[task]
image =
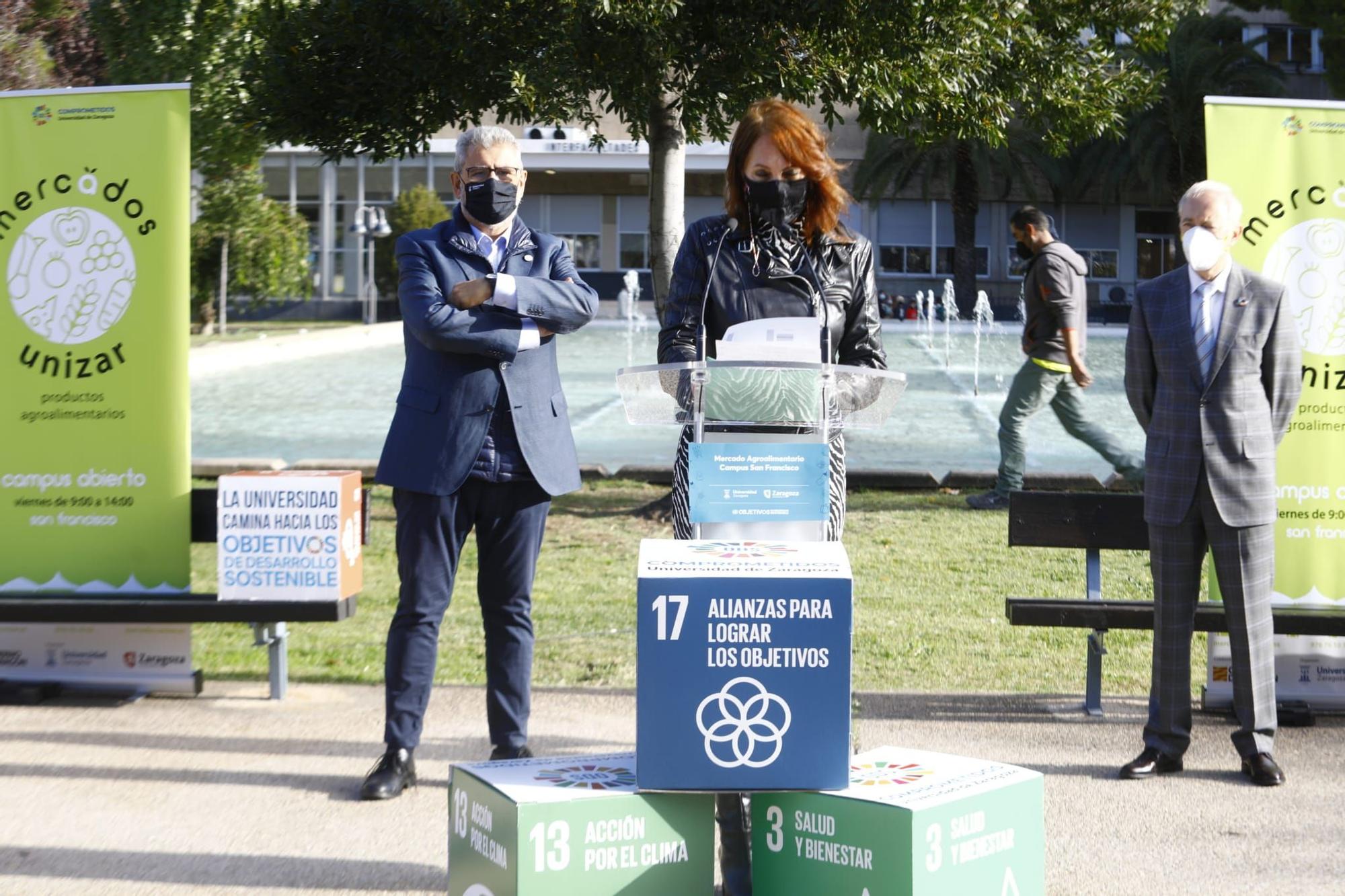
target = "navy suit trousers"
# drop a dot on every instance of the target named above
(510, 520)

**Problem statement**.
Apart from the pictures, return every entry above exactly as given.

**Solution to the exercise**.
[task]
image =
target = "navy suit trousers"
# drop a dot on every instance of the target named above
(510, 520)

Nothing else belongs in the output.